EXERCISE AIM
Read through the lines below and copy the ones holding the string "light".
*** Opening RECORDED DATA ***
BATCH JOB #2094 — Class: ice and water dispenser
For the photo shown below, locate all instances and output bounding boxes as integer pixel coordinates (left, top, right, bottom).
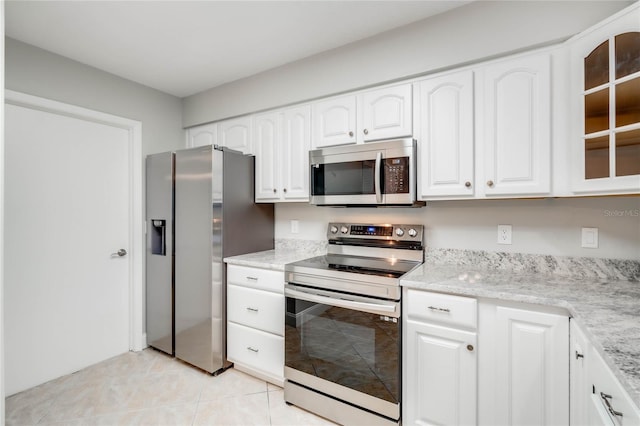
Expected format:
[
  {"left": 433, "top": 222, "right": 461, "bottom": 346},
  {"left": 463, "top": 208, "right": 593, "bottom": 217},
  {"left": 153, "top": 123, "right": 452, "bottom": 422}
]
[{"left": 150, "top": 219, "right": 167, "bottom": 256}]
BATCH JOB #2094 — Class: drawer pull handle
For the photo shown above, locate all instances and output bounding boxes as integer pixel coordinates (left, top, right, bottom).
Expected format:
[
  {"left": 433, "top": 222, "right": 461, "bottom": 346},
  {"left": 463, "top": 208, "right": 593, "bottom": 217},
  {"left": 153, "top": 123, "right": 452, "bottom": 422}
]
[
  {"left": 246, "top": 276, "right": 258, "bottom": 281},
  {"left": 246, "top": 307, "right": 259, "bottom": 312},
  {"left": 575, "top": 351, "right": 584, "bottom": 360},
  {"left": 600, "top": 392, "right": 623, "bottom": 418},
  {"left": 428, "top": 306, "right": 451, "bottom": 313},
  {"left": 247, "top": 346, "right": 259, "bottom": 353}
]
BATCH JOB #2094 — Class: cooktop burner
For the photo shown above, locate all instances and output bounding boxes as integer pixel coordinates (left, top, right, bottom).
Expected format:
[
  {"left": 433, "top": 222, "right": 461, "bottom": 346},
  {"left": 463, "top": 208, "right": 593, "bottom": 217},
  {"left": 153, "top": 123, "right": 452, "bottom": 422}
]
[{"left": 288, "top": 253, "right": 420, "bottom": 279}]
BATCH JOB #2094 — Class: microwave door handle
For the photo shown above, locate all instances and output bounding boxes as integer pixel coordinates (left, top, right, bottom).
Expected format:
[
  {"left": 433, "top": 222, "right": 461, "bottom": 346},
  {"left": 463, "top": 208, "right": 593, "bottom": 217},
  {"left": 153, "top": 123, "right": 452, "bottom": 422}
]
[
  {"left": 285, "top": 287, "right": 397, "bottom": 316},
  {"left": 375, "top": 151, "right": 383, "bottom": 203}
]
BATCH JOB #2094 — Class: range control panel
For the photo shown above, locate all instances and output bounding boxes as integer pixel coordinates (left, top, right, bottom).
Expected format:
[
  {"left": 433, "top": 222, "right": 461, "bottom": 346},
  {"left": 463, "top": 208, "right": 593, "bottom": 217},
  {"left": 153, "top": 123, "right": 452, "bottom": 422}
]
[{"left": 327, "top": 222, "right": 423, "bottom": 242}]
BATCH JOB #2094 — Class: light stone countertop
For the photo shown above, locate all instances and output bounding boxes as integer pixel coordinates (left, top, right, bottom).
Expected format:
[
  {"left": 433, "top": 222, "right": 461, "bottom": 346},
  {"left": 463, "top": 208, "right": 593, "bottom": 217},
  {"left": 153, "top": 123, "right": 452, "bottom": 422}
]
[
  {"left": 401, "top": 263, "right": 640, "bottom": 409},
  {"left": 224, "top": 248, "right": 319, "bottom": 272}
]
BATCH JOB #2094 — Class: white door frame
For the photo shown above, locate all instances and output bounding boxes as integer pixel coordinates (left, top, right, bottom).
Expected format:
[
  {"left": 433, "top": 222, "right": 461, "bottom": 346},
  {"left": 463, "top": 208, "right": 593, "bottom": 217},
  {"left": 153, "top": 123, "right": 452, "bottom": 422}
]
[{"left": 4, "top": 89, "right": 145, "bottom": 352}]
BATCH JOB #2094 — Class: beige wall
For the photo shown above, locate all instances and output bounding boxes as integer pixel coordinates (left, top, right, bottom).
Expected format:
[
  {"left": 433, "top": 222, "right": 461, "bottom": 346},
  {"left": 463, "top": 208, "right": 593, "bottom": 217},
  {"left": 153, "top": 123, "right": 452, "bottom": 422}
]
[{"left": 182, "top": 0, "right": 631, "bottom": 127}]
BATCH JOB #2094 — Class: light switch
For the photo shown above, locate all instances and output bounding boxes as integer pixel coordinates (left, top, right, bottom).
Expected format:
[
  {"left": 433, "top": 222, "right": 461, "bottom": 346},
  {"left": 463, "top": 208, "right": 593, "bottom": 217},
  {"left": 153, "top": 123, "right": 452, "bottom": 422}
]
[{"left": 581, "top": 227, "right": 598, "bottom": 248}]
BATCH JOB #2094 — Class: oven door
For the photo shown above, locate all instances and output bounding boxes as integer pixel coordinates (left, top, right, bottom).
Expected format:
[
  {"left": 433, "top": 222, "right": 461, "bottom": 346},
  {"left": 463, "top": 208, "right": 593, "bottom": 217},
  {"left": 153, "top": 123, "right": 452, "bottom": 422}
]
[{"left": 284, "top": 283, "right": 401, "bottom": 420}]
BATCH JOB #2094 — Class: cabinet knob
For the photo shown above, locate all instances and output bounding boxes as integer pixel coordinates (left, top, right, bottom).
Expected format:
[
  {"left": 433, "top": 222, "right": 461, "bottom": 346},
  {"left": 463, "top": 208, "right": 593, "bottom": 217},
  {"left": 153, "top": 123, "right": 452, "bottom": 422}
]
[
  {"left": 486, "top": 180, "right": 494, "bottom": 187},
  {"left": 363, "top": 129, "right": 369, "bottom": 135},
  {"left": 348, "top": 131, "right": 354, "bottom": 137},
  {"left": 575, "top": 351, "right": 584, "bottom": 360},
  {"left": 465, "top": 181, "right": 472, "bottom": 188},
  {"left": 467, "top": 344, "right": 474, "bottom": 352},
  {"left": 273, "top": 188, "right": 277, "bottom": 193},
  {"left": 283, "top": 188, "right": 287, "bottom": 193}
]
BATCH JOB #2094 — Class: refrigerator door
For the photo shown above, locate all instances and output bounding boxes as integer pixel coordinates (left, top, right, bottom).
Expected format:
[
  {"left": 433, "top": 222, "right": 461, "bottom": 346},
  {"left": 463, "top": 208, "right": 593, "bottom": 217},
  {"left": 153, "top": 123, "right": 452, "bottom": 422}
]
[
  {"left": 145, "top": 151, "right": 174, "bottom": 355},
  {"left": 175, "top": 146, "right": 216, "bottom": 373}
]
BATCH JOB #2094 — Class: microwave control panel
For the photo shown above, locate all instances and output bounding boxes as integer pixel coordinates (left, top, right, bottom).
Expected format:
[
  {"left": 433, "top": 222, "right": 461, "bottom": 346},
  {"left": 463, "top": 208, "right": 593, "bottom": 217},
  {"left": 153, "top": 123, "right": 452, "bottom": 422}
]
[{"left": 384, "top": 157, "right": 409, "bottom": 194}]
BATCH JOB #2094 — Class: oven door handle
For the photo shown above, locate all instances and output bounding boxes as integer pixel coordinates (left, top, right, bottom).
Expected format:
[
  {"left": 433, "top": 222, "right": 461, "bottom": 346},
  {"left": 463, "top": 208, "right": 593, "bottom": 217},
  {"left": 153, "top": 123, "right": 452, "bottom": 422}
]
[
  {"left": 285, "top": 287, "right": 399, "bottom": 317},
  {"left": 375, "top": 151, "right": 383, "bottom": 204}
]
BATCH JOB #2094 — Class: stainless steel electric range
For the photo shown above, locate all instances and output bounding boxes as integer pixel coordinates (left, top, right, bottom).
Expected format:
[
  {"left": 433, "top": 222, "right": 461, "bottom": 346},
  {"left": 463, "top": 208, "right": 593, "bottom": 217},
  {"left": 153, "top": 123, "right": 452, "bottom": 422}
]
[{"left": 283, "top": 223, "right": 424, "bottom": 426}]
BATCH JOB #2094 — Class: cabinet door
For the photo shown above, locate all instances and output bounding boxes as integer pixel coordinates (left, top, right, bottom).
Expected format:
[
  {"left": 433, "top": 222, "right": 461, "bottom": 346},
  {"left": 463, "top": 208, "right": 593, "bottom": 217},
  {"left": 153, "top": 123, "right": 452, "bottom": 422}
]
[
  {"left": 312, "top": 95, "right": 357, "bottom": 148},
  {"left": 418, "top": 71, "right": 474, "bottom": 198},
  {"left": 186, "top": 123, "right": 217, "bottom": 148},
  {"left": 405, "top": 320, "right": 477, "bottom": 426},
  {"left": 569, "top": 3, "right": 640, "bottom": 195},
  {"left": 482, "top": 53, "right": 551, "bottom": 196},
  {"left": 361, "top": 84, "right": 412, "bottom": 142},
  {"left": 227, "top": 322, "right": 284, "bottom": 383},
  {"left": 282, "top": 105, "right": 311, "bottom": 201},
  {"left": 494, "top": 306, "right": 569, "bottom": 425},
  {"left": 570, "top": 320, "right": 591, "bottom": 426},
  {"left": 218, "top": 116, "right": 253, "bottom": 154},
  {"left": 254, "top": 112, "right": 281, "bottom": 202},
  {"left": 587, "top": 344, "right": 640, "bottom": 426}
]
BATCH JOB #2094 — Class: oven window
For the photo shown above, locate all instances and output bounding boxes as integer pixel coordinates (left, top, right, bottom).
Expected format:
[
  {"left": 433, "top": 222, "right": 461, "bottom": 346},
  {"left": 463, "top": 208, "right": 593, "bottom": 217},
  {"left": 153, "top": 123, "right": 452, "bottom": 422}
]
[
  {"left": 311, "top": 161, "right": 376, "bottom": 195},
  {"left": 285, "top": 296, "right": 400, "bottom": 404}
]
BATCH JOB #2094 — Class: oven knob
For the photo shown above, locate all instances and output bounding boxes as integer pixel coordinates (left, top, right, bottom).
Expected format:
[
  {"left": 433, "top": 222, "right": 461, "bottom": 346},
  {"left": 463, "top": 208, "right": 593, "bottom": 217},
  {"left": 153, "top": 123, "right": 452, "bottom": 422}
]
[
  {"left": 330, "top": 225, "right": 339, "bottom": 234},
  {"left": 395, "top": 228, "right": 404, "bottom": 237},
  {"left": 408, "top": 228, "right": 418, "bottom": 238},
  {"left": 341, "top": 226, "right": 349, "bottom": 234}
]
*** Closing RECORDED DATA ***
*** Opening RECORDED DATA ***
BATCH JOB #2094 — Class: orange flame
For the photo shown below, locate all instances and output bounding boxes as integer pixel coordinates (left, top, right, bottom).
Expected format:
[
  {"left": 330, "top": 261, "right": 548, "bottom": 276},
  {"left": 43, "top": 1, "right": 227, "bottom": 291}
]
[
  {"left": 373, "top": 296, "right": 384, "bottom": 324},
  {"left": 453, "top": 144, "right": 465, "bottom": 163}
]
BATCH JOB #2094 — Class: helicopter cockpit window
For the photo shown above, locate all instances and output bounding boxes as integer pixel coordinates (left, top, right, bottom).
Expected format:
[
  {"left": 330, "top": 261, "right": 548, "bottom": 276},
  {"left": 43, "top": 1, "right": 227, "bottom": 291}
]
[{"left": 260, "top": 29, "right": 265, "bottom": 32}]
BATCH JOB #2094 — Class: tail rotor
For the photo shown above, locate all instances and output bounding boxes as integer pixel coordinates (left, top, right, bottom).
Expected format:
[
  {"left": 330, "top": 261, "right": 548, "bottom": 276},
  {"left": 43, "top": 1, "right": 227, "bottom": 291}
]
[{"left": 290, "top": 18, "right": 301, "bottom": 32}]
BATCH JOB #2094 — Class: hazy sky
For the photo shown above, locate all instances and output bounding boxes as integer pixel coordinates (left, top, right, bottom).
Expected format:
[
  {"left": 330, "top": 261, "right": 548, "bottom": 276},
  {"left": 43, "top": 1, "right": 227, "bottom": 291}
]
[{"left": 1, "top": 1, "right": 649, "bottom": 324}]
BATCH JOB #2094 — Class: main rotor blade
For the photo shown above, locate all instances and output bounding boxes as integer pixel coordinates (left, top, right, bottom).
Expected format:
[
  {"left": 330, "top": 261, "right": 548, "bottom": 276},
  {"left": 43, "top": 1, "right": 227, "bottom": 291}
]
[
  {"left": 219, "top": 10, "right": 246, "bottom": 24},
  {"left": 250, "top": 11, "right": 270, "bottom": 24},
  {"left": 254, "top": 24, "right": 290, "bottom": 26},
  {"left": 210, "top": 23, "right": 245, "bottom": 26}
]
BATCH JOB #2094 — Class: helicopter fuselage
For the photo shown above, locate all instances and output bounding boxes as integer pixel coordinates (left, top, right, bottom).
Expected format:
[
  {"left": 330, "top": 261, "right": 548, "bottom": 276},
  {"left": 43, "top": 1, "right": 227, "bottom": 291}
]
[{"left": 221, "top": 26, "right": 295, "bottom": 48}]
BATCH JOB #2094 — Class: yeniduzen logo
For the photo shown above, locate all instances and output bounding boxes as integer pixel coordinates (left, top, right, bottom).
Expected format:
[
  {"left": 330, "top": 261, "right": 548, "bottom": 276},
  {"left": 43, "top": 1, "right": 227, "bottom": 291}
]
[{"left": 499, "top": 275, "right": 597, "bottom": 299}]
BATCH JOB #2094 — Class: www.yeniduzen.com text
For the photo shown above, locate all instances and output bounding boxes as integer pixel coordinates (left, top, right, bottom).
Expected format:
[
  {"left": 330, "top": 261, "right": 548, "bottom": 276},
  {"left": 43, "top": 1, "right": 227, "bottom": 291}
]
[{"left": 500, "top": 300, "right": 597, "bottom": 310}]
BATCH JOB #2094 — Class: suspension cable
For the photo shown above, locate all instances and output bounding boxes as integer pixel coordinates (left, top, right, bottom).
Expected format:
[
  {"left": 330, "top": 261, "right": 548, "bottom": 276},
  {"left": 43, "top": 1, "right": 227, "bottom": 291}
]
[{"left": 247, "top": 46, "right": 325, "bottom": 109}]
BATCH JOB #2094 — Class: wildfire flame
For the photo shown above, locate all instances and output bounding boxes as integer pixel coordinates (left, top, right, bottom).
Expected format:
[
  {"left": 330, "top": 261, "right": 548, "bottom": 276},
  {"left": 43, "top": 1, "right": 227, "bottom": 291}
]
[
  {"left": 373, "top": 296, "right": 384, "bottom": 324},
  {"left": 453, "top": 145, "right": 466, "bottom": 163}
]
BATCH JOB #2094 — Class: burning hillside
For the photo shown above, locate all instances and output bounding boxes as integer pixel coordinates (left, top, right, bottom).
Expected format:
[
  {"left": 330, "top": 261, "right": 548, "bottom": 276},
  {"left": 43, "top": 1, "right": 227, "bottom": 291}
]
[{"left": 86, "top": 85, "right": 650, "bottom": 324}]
*** Closing RECORDED DATA ***
*** Opening RECORDED DATA ***
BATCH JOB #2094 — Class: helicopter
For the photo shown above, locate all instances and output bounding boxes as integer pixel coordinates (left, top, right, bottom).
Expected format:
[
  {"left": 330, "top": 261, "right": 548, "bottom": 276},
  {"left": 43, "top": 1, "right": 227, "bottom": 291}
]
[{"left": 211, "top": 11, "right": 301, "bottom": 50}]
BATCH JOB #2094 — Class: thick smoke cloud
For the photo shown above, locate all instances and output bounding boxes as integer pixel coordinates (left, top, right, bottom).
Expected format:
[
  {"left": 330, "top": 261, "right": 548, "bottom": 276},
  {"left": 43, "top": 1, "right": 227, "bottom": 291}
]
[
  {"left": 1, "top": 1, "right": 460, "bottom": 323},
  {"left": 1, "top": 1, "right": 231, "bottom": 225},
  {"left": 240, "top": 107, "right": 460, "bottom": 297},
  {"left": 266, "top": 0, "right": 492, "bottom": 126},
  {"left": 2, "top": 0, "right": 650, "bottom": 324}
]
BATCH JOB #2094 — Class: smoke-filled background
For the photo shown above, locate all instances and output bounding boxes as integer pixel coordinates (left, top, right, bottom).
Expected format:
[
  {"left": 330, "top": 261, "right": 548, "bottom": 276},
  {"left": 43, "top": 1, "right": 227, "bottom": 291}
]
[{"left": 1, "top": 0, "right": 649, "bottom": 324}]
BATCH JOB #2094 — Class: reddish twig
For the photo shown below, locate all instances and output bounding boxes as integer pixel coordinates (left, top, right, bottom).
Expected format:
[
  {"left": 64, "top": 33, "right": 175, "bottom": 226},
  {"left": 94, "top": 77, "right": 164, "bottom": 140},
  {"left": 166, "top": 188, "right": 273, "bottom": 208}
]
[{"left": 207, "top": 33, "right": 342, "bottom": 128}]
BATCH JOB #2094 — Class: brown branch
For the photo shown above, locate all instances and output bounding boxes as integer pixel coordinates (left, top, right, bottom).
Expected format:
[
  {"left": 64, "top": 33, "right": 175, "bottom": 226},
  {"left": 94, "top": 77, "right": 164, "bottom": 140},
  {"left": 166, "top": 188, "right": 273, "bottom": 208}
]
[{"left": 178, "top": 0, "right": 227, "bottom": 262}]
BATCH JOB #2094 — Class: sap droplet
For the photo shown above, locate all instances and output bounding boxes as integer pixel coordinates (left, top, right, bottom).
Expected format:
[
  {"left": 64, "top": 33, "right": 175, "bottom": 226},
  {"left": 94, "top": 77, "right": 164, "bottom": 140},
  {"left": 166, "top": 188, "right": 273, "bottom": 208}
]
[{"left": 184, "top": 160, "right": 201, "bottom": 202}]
*** Closing RECORDED DATA ***
COMPLETED EXERCISE
BATCH JOB #2094 — Class: light stone countertop
BATCH JOB #2094 — Class: light switch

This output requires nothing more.